*PROBLEMA A*.
Responde às perguntas seguintes com base no excerto abaixo:
(i) Quem adaptou o texto de "Medea2: dois mundos, uma narração"?
(ii) Desde que ano é a Ilha de Moçambique Património Mundial da Humanidade?
(iii) Cerca de quantas pessoas habitam atualmente a Ilha de Moçambique?

*EXCERTO FORNECIDO*.

____

O texto de "Medea2: dois mundos, uma narração" foi adaptado pela escritora moçambicana Paulina Chiziane para um projeto de Manuela Soeiro e do diretor alemão Dominique Schnizer, com o apoio do Goethe Institut. Ainda este ano o Medeia2 correrá palcos moçambicanos: Maputo, cidade de Nampula e Ilha de Moçambique. Nos dois últimos lugares, as mulheres têm bastante poder social, pois predominam na região norte as sociedades matriarcais.
Ilha de Moçambique: a "menina dos olhos" de Nampula
Há 200 anos, que a primeira capital de Moçambique foi elevada à cidade. Desde 1991 a ilha é Património Mundial da Humanidade. O arquipélago no norte de Moçambique concentra um incalculável valor histórico e cultural.
Foto: DW/J.Beck
Primeira capital de Moçambique
Situada na Província de Nampula, a Ilha de Moçambique é um destino turístico muito procurado na África Austral pelo seu vasto património histórico e cultural. "Descoberta" pelo navegador português Vasco da Gama, em 1498, aquando da viagem marítima para a Índia, esta ilha foi a primeira capital de Moçambique. É atualmente habitada por cerca de 15 mil pessoas.

____

*REGISTOS DE DADOS*.

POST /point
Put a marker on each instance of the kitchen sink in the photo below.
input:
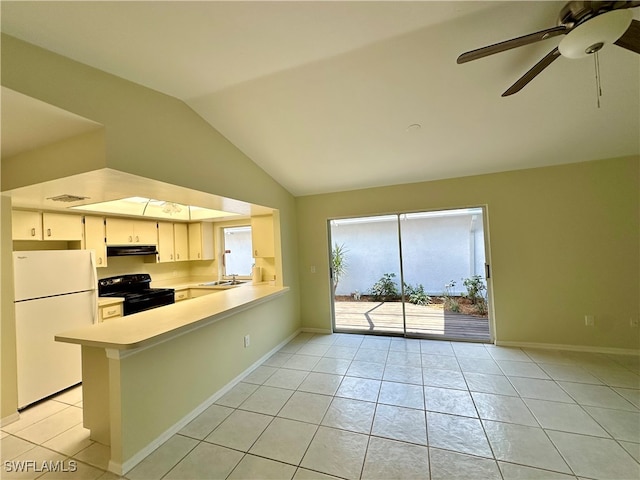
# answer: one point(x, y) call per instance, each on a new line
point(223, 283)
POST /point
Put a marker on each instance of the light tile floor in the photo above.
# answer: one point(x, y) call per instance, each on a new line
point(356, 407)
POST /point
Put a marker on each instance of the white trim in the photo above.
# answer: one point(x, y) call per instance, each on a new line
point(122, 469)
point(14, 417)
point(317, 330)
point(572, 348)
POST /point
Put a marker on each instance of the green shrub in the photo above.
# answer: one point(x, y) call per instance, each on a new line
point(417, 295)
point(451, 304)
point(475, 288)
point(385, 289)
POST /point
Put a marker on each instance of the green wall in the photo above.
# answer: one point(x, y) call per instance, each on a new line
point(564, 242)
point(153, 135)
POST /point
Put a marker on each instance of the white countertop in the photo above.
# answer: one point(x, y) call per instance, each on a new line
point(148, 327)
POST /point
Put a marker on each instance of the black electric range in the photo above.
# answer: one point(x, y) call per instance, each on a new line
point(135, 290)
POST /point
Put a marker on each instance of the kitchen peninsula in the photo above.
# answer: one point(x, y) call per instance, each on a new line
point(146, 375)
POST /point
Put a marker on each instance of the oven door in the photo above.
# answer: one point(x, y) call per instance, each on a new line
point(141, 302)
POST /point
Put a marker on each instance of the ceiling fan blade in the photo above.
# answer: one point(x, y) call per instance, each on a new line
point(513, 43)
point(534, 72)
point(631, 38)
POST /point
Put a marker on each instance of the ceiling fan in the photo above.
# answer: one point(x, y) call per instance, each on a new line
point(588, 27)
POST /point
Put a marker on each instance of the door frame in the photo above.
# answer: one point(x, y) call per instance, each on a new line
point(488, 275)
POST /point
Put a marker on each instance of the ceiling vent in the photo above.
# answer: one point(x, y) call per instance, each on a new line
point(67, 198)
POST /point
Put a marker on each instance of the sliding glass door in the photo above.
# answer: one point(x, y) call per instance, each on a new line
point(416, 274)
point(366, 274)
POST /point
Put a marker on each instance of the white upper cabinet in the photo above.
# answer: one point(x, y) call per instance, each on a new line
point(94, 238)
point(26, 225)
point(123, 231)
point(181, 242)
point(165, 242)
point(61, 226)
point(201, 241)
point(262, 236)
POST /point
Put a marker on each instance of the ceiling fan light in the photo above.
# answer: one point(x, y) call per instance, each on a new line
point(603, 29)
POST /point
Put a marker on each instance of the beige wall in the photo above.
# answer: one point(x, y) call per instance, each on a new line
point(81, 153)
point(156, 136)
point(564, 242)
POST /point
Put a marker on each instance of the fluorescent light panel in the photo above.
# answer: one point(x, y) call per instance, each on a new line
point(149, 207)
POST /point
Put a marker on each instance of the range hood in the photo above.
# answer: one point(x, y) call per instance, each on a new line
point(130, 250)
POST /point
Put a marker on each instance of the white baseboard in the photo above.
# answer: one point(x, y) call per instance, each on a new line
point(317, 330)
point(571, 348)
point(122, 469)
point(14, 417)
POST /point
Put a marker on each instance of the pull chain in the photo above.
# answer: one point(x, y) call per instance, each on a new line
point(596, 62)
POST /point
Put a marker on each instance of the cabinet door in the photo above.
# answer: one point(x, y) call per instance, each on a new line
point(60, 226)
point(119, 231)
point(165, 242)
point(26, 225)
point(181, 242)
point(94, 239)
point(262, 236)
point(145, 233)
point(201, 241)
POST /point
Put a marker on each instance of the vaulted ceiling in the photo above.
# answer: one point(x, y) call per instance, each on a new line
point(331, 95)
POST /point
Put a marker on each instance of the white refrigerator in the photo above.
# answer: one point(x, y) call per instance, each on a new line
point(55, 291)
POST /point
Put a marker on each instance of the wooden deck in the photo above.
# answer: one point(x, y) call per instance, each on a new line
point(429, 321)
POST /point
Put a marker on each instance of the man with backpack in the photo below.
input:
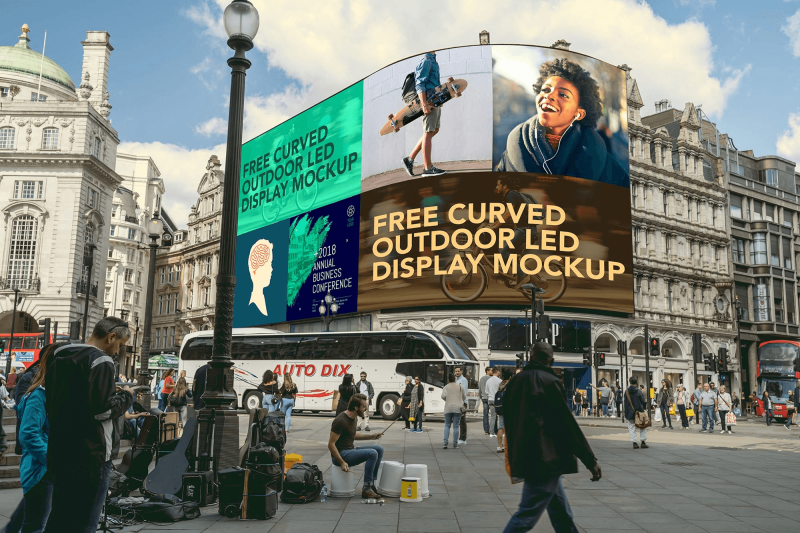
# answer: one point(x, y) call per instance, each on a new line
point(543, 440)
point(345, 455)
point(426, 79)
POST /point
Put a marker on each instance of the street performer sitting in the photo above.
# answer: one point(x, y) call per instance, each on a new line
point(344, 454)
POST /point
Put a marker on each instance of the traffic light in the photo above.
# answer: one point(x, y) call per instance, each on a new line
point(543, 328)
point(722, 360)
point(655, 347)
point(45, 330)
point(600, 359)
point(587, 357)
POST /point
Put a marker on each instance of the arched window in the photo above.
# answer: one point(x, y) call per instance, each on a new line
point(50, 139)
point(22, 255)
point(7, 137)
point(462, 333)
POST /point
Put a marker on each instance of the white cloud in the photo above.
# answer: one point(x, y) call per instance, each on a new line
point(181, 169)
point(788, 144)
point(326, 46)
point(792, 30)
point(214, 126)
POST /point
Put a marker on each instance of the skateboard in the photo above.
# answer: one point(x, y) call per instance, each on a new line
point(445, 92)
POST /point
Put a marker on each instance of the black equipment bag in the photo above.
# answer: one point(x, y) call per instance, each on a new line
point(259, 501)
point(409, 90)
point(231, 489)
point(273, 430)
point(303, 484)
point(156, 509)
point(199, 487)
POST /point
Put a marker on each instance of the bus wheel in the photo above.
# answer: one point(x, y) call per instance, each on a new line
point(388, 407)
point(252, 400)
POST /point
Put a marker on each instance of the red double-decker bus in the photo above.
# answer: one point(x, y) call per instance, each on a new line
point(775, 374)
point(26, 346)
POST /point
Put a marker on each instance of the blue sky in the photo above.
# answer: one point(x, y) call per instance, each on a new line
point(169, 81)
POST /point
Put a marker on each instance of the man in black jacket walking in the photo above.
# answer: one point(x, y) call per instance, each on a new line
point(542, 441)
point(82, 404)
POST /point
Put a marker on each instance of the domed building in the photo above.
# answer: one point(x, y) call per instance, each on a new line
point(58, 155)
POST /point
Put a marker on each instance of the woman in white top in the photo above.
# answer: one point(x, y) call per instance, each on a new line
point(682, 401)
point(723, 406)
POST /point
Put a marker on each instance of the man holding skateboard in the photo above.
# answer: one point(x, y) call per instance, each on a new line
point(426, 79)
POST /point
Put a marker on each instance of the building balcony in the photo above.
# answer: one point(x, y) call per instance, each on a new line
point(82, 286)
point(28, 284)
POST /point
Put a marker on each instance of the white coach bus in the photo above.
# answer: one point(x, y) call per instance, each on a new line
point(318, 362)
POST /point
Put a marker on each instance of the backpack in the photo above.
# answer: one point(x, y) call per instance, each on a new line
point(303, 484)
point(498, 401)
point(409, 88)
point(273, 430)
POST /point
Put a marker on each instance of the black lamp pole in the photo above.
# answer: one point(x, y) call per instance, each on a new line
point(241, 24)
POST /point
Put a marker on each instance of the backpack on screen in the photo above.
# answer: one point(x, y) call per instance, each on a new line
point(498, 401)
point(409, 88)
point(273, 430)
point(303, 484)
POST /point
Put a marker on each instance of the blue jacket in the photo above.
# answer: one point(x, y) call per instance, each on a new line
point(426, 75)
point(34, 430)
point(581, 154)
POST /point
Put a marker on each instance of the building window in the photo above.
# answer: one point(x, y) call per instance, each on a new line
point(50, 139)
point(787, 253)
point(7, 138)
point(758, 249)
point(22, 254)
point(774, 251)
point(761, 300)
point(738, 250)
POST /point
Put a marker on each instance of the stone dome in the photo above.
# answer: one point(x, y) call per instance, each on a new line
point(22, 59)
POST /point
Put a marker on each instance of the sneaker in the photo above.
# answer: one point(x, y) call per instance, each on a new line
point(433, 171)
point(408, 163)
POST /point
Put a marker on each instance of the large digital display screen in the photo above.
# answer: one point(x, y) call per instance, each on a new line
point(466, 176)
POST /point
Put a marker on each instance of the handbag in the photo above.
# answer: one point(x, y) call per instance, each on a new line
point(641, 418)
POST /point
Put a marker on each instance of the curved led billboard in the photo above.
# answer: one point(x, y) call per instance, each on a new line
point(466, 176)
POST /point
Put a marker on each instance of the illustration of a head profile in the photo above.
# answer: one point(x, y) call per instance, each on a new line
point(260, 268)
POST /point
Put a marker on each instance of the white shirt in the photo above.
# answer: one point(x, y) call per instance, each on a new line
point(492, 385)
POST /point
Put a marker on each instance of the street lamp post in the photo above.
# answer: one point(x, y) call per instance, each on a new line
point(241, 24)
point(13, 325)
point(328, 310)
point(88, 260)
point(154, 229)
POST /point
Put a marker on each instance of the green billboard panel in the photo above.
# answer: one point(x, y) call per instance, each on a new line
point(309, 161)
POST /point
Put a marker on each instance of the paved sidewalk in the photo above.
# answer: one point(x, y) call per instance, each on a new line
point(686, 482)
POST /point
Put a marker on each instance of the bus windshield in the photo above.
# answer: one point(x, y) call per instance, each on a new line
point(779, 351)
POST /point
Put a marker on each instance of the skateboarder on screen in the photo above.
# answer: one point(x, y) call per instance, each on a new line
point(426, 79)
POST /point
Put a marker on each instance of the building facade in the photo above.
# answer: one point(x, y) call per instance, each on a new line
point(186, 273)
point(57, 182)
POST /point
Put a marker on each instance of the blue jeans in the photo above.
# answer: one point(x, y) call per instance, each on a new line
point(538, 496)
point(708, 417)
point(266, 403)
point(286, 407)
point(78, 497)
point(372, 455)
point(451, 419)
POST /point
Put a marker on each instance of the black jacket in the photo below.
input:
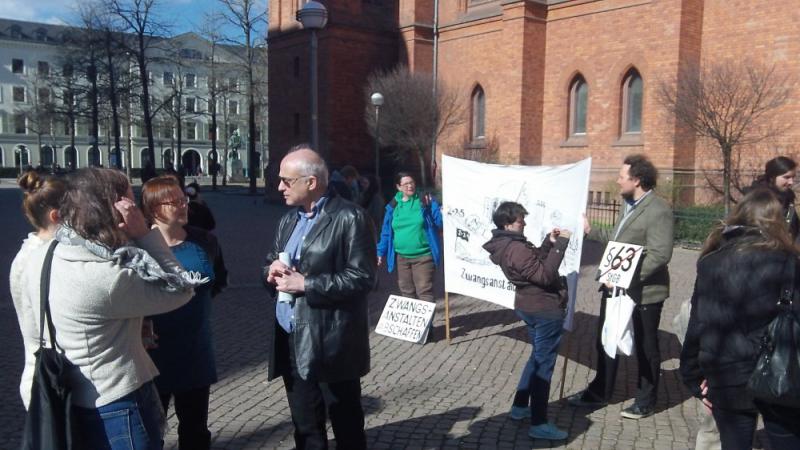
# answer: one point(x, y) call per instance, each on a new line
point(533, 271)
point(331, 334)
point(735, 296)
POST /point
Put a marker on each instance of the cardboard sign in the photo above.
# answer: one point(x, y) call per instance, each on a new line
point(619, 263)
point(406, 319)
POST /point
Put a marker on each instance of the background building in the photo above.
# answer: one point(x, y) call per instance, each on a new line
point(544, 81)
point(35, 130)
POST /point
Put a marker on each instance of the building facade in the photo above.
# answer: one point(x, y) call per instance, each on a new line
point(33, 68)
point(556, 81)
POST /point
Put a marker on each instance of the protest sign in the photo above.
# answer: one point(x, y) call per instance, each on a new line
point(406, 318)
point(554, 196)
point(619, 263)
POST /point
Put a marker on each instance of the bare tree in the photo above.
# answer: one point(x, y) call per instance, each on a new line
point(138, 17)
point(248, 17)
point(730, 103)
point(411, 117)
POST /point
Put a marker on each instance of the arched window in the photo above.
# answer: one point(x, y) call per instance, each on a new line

____

*PROBLEMA B*. Por favor, identifica nas entradas acima todas as linhas que contêm a palavra "jacket" e copia-as. As maiúsculas e minúsculas contam.

*RESPOSTA FINAL A*.
(i) A escritora moçambicana Paulina Chiziane.
(ii) Desde 1991.
(iii) Cerca de 15 mil pessoas.

*RESPOSTA FINAL B*.
Put a marker on each instance of the man in black jacket walking in the photo above.
Put a marker on each instance of the blue jacket in the photo above.
Put a marker on each instance of the black jacket in the photo below.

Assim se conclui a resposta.